# Gothenburg, Sweden in January?



## jh_on_the_cape (Jan 12, 2004)

Hi MTBR folks
I will be in Gothenburn Sweden for 2-3 weeks this January, 2008.
Any info on riding there would be nice.

Is there any riding in January? Worth bringing helmet and shoes? Anywhere to rent a bike?

I am going because my wife has work there, not me. Hoping to get some riding in while I am there.

Please PM me or reply to this message.

Thanks!!

Jason in the USA.


----------



## perttime (Aug 26, 2005)

http://www.goteborg.com/templates/Page.aspx?id=591

Göteborg's climate is varied, and each season brings its own charm! 
January to March can bring snow storms, cold spells and bright sunshine, slush and rain with milder temperatures, which tend to come in March. The days seem shorter as dusk comes in the late afternoon, but from the middle of winter onwards the days actually get lighter. 
...
December usually brings frost and cold days, the water freezes over and some winters bring plenty of snow. However, despite the darkness of December there's still light in the windows, as advent stars and candle bridges are dusted off and displayed to illuminate the city.And so a year passes, and a new one approaches with four new seasons.

To find the riding, you probably need local help.


----------



## JWB (Jun 14, 2006)

The weather can vary at this time of the year. 2005 it was snow and minus 10 to 20 degree C , 2006 it was around zero C and wet!

I have ridden all year round in Sweden, you just need the correct clothing. I have studded tyres on my commuter bike and normal tyres on my mtb. When the snow is below -5 deg C it is very grippy!

There is some good riding around Gothenberg. But you will have to get local knowledge or explore. The areas I know are woods near Utby about 8km to the east of the centre.

Sweden is really geared up for cycling. There are cycle paths every where in the towns and people cycle all year round.

http://happymtb.org/ is a good site.

Have fun and you will enjoy Sweden.


----------



## perttime (Aug 26, 2005)

JWB said:


> you just need the correct clothing. I have studded tyres on my commuter bike and normal tyres on my mtb. When the snow is below -5 deg C it is very grippy!
> 
> There is some good riding around Gothenberg. But you will have to get local knowledge or explore.


Agreed. Around -5C is about ideal in winter: dry, not too cold, not necessarily slippery.

I believe Sweden is similar to my country, Finland, in that there are lots of trails that are open for all, but the ones that make interesting riding are not marked in any way. You need either a local to guide you or a map or GPS track from a local, unless you want to strike out blind.

For me the lack of daylight hours is a limiting factor in winter: on weekdays it gets dark before I leave from work.


----------



## JWB (Jun 14, 2006)

*WORK TO BE COMPLETED*. Print everything from "Jason in the" down to "its own charm!" in the Gothenburg riding thread above.

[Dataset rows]

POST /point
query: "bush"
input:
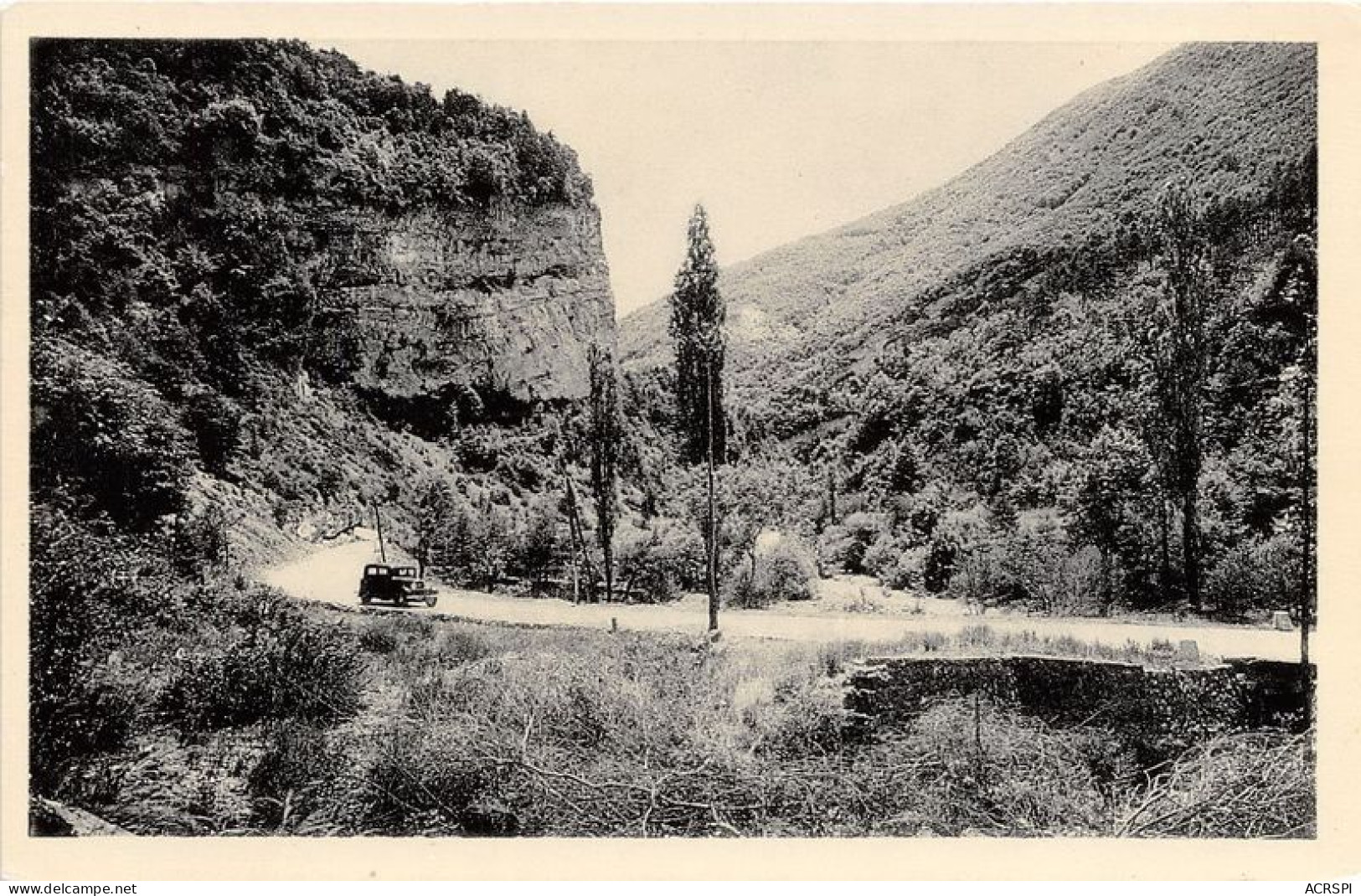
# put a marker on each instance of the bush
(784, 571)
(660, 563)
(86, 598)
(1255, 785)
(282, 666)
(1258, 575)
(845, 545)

--

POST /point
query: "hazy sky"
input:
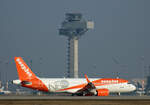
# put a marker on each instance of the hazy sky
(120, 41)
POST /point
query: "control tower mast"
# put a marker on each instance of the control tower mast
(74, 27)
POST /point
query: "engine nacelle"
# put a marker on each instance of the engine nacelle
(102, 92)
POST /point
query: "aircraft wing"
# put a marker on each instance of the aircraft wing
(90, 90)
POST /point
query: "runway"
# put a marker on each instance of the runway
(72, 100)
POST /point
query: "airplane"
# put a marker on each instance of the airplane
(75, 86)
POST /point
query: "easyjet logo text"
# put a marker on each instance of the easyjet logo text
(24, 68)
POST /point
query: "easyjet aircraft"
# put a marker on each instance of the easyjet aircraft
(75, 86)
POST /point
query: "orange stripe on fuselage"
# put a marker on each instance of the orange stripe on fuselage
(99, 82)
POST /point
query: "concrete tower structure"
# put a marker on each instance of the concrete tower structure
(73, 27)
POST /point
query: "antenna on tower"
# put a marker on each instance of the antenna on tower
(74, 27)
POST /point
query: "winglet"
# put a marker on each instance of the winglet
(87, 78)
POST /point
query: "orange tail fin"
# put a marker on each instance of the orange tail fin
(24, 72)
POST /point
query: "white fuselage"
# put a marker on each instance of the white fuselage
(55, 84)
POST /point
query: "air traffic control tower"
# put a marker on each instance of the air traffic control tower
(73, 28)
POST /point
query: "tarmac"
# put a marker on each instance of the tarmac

*RESULT OF THIS TASK*.
Jason in the USA.


----------



## perttime (Aug 26, 2005)

http://www.goteborg.com/templates/Page.aspx?id=591

Göteborg's climate is varied, and each season brings its own charm!